» **What is being asked**
Identify every line in the records that contains the word "table", and copy each of those lines.

Entries drawn from a collection
-- Begin --

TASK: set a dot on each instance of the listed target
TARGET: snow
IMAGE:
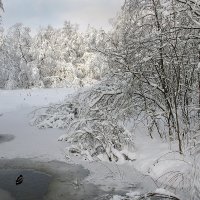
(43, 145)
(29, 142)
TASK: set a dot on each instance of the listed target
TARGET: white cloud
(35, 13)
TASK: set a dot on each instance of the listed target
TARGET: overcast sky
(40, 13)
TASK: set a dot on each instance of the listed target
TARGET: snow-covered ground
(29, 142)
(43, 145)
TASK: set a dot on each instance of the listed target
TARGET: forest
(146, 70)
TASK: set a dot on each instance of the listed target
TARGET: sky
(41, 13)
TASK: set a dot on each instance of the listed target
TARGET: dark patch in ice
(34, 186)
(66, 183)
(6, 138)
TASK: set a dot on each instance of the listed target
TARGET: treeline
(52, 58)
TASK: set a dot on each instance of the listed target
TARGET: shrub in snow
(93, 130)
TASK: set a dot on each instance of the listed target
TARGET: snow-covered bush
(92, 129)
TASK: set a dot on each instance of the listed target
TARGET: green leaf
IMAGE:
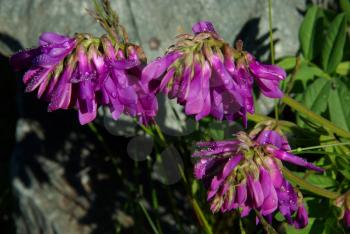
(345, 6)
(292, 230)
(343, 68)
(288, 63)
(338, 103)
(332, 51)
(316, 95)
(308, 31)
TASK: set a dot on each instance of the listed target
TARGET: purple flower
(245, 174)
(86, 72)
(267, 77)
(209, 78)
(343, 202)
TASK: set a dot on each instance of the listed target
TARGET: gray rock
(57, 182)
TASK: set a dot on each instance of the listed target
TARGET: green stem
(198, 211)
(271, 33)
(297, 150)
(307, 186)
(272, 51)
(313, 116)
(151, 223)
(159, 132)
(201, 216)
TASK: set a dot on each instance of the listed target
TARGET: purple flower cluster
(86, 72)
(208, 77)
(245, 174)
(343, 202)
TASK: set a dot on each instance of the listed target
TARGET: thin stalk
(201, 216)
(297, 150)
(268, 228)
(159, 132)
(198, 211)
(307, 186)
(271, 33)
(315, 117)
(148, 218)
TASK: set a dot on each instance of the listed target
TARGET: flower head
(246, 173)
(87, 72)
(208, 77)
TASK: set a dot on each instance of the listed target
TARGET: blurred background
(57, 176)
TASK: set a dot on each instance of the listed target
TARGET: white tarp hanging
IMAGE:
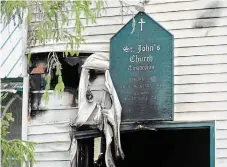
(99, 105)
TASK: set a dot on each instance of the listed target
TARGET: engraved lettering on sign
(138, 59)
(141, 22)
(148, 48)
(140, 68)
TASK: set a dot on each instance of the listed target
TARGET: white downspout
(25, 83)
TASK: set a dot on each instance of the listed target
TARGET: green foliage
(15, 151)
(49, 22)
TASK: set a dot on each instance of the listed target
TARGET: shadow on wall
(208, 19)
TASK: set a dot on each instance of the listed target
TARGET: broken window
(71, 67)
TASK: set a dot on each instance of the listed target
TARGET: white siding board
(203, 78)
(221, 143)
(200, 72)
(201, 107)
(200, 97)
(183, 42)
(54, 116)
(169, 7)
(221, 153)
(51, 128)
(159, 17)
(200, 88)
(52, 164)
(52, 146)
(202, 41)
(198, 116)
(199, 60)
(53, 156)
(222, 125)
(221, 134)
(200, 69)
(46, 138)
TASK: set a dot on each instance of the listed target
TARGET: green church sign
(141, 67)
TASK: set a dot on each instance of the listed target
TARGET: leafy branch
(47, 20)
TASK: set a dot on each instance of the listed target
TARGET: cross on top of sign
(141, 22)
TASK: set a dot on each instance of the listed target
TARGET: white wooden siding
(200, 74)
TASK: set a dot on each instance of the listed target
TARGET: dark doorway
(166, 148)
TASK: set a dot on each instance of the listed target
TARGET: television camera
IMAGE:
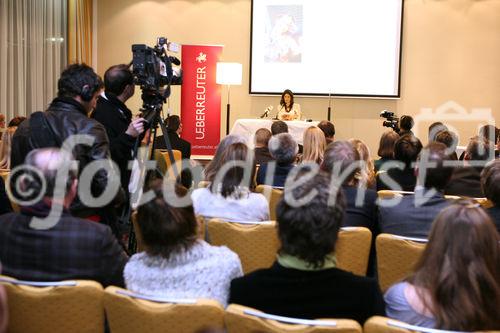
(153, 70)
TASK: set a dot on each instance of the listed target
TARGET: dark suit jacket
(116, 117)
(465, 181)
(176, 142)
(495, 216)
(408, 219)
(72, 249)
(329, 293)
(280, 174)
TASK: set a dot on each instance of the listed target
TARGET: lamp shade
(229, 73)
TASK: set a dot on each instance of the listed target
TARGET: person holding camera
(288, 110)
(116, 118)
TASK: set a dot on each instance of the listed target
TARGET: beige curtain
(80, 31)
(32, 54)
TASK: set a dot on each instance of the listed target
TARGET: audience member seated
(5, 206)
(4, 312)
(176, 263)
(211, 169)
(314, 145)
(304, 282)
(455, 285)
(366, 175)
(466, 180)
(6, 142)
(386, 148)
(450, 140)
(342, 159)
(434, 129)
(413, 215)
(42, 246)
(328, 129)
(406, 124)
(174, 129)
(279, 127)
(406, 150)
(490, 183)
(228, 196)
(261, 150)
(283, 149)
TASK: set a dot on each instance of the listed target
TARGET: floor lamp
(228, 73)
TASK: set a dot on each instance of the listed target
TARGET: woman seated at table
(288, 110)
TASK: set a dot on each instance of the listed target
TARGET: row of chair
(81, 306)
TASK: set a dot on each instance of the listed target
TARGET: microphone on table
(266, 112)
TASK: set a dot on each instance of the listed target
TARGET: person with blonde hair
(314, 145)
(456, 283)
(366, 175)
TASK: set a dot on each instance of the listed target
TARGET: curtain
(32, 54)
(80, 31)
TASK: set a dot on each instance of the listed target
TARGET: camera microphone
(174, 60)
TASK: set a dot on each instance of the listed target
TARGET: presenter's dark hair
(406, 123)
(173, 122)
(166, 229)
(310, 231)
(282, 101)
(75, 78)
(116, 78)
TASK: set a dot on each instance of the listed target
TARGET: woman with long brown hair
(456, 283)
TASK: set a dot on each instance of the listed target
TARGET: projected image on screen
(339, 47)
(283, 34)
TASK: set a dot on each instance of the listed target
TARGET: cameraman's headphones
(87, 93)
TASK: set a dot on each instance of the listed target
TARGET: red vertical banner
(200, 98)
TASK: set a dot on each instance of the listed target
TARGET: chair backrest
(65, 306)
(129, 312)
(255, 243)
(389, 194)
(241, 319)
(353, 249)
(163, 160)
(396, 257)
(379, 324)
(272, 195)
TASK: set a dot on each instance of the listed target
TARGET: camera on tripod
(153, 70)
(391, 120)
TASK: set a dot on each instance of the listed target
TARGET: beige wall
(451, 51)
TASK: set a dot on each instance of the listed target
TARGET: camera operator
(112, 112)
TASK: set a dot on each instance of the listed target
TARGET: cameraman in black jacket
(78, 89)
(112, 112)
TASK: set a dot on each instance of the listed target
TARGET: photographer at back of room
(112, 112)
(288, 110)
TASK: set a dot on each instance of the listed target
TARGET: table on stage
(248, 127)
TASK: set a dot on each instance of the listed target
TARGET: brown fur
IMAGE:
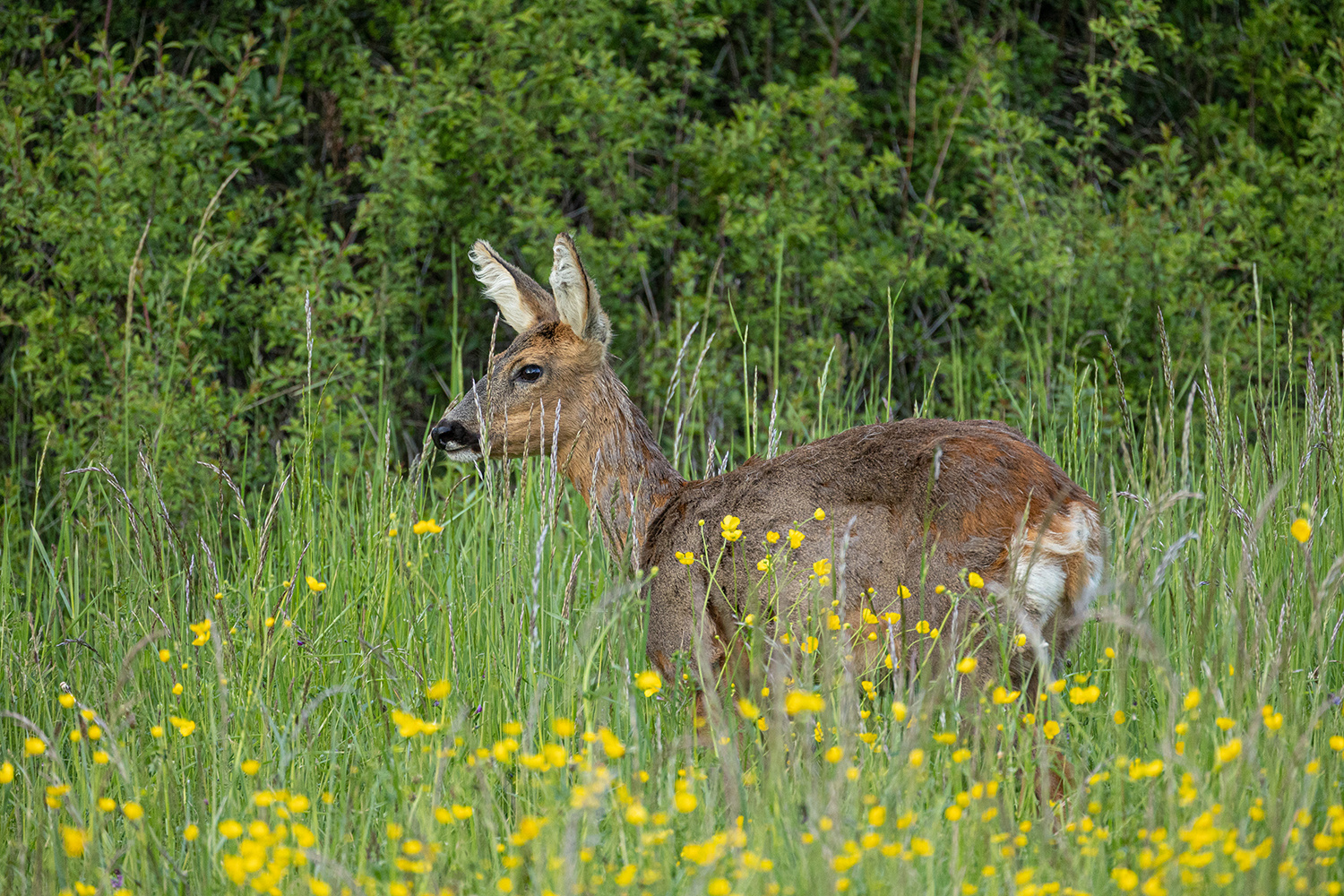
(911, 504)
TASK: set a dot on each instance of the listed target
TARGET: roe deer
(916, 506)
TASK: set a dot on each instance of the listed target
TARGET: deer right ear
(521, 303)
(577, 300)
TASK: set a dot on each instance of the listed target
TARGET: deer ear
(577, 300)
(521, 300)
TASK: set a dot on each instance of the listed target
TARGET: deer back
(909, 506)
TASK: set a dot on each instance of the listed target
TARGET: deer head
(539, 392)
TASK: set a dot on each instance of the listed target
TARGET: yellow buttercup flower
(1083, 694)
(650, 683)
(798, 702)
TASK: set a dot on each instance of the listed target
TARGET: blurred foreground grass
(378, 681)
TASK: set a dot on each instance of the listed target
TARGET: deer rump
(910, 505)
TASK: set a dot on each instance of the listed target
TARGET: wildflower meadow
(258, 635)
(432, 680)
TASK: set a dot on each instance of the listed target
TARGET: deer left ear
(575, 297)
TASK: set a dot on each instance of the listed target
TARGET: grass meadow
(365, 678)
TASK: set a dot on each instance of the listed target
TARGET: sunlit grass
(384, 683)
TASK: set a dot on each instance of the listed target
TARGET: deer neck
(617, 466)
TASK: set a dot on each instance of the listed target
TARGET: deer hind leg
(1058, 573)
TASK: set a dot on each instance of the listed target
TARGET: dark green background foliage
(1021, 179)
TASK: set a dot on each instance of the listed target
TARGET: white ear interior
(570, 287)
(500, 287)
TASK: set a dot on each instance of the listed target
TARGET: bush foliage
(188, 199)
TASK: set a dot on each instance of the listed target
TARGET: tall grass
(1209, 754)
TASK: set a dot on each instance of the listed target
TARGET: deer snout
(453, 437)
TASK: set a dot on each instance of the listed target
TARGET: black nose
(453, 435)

-- End --

» **Task answer**
TARGET: woman seated at table
TARGET: microphone on table
TARGET: table on stage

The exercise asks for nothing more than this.